* **Stated task**: Collect each line from the entries below that contains the string "Requested".

* **Data listing**:
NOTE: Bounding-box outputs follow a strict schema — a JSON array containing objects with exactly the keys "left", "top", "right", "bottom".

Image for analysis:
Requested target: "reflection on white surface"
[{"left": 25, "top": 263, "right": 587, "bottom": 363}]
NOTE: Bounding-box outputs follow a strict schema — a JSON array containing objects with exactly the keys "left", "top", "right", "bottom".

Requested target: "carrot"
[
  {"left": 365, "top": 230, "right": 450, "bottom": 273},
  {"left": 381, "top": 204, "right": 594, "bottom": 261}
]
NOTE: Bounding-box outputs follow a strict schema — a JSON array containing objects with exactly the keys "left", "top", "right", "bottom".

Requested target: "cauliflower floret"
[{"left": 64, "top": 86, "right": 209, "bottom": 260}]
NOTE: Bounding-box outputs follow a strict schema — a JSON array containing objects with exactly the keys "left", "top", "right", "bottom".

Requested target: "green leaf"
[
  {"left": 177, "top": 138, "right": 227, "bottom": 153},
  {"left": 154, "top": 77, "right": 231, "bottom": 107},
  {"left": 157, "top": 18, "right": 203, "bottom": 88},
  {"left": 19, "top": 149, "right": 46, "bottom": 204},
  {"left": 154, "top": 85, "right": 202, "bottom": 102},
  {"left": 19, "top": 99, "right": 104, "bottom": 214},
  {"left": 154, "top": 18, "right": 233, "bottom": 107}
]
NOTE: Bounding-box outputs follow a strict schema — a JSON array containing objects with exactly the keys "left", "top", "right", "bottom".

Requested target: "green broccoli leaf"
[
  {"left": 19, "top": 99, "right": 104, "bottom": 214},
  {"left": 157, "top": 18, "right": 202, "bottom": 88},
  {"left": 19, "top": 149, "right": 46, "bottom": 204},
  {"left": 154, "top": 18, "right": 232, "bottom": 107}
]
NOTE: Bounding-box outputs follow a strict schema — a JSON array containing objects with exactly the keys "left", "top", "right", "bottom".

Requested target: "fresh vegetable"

* **Solution to this problem**:
Requested target: "reflection on white surface"
Requested target: "carrot"
Requested target: "cauliflower floret"
Requested target: "green leaf"
Requested target: "green broccoli leaf"
Requested target: "fresh vegetable"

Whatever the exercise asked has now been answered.